##### Fonte
Como no repertório operístico não há nada em português – nem a Ópera do Malandro, do Chico Buarque – fiquei intrigado. Várias trechos da ópera vão ser apresentados na próxima semana na Montclair State University e está sendo promovida com ajuda do consulado brasileiro. Um dos recitativos é o Cheiro da Xereca.

Perguntei minha colega Angélica Vieira qual era a interpretação dela. Angélica achou que deve ser alguma coisa “ligada a floresta, não?”.

Achei melhor ligar pro João.

Uma simpatia. Me contou que o nascimento da ópera Tamanduá foi em 2002. Ele tinha cortado o dedo, não podia tocar e estava à beira da morte por tédio na Filadélfia. Influenciado pelo maestro da Filarmônica local, começou a pensar em ópera. Estava em cima da bicicleta e assim, do nada, veio o verso “é tatuê, é, taca a fucar, cadê? tamanduá sabe o que quer comer”.

João teve talento musical precoce. Na escola primária, aprendeu com a professora como as letras eram formiguinhas que subiam e desciam na escala e fez uma conexão que não entendi bem do tamanduá que comia as formiguinhas. Esse processo de criação musical é misterioso. O importante é que, em 2002, o Tamanduá ressurgiu com vigor e voracidade em cima de uma bicicleta na Filadélfia.

Filho de professor pioneiro em Brasília de 58, o menino João cresceu e virou músico. Criou, liderou e foi o vocalista da banda TonTon Macoute que dissolveu pouco antes de explodir no cenário. João passou 12 anos no Rio como produtor musical antes de vir para os Estados Unidos, mas nunca teve uma educação formal clássica. “Fiz um curso aqui, outro ali, nunca tirei diploma”. Em Nova York, onde mora desde 2002, muitos músicos falam bem dele.

João produziu e compôs sob vários pseudônimos – Kau Mcdowell, Jkau, João do Cerrado, João do Sertão, João do Mar, João do Mundo, Joãozinho das Candongas, etc…- , mas nada foi tão ambicioso quanto sua primeira ópera, Tamanduá. Quase sete anos de criação e ainda precisa de alguns retoques, diz ele. Recitativos e árias estão no YouTube com um grupo de cantores, músicos e maestros bem vestidos, alguns com bons currículos.
##########
• **Tarefa escrita 1**: Diga se cada afirmação concorda com o texto sobre a ópera Tamanduá, respondendo sim ou não e citando literalmente as palavras do texto que decidem: (a) A ópera Tamanduá nasceu em 2002. (b) João tem diploma de formação clássica em música. (c) João mora em Nova York desde 2002.
• **Tarefa escrita 2**: Repita fielmente o trecho do texto sobre a ópera Tamanduá que se abre com as palavras que contêm "João produziu e" e se fecha com "com bons currículos.".
O material não tem nenhum papel nesta parte.
##### Material fornecido
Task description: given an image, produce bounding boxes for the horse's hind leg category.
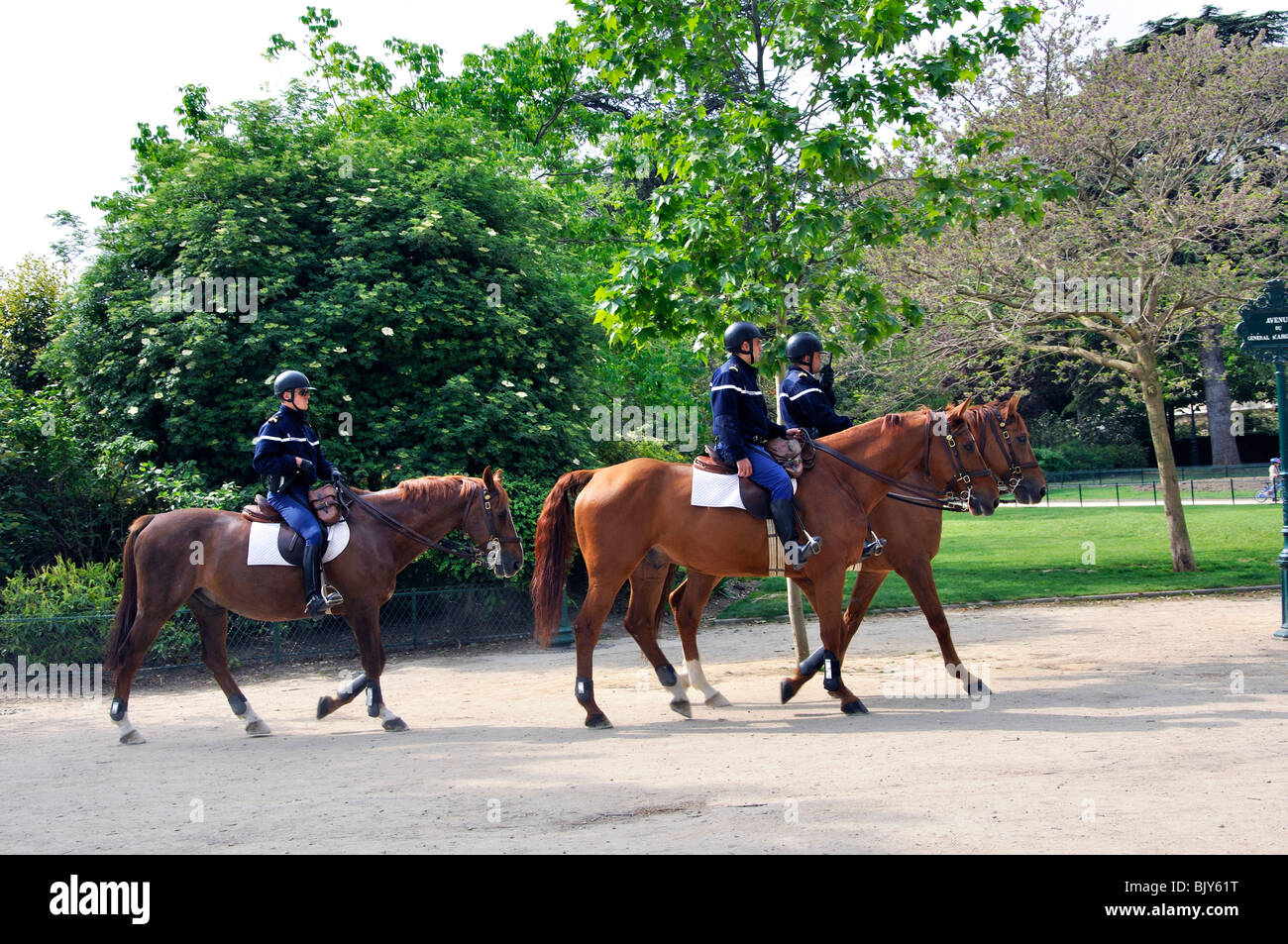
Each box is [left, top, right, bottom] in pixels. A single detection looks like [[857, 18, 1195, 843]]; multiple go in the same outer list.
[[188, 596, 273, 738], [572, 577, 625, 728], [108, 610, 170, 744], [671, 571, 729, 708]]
##########
• **Resposta completa 1**:
(a) Sim: "o nascimento da ópera Tamanduá foi em 2002".
(b) Não: "nunca teve uma educação formal clássica".
(c) Sim: "Em Nova York, onde mora desde 2002".

• **Resposta completa 2**:
João produziu e compôs sob vários pseudônimos – Kau Mcdowell, Jkau, João do Cerrado, João do Sertão, João do Mar, João do Mundo, Joãozinho das Candongas, etc…- , mas nada foi tão ambicioso quanto sua primeira ópera, Tamanduá. Quase sete anos de criação e ainda precisa de alguns retoques, diz ele. Recitativos e árias estão no YouTube com um grupo de cantores, músicos e maestros bem vestidos, alguns com bons currículos.